## Exercise prompt
Return each line of the records below that contains the word "shallow", copying every such line in full.

## Material provided
--------------------------------------------------

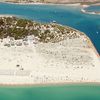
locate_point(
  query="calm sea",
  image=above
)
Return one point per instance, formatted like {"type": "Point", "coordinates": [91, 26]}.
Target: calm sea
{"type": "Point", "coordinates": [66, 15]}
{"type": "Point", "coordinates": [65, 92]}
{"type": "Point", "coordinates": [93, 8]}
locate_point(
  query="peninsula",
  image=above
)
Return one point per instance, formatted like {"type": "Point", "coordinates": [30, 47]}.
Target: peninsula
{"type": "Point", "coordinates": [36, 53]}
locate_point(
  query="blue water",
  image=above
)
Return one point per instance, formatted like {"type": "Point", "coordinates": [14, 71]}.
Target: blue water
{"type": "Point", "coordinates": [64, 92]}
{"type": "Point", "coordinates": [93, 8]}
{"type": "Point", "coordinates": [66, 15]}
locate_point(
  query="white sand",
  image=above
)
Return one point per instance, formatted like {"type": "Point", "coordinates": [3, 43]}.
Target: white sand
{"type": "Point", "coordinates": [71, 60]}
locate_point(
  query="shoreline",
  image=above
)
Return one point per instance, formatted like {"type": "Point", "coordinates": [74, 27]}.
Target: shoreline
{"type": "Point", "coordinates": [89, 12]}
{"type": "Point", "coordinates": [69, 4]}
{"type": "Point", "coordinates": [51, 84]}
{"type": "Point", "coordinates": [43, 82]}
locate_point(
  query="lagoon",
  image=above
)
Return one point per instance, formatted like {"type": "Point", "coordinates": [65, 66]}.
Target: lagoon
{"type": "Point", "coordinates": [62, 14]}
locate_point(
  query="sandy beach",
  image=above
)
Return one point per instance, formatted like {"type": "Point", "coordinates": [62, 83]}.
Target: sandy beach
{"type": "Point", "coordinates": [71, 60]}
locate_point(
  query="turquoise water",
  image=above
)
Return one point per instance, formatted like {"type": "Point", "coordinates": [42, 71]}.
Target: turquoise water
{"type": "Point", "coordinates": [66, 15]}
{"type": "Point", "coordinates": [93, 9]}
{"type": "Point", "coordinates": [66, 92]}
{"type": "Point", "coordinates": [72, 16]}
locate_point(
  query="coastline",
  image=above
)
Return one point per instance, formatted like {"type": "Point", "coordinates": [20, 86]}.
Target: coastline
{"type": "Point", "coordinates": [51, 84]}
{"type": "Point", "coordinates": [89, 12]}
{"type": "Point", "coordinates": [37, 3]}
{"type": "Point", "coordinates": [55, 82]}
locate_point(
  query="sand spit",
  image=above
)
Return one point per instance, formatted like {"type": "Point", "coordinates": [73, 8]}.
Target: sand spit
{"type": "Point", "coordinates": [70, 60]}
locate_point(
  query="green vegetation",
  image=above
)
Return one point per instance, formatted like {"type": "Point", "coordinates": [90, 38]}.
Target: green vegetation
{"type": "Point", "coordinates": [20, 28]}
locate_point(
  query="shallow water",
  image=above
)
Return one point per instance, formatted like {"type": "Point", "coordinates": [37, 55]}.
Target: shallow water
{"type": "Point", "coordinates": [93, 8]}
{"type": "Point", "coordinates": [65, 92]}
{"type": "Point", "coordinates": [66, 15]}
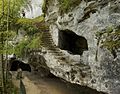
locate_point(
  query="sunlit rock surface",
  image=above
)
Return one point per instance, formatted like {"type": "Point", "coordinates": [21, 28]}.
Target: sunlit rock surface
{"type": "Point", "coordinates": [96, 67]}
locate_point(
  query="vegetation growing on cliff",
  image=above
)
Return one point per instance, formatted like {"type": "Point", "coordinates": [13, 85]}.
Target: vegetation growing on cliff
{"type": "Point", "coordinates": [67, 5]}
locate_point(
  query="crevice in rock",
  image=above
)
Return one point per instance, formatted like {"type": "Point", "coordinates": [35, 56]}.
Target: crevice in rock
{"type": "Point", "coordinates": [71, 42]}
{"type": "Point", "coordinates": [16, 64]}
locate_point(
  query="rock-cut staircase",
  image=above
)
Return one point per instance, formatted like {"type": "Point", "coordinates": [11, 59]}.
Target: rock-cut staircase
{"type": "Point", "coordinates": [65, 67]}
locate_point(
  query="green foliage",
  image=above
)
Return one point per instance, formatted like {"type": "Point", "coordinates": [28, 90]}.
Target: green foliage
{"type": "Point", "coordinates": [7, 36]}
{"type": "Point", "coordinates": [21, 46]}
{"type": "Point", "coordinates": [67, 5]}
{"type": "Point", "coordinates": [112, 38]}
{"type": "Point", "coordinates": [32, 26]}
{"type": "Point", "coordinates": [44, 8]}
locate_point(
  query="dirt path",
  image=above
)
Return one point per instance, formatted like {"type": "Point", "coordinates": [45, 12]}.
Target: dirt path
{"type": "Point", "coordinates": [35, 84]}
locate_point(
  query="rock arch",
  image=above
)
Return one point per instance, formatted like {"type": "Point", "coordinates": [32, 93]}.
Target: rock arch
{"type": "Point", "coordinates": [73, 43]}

--------------------------------------------------

## Answer to this task
  query="shallow water",
Target: shallow water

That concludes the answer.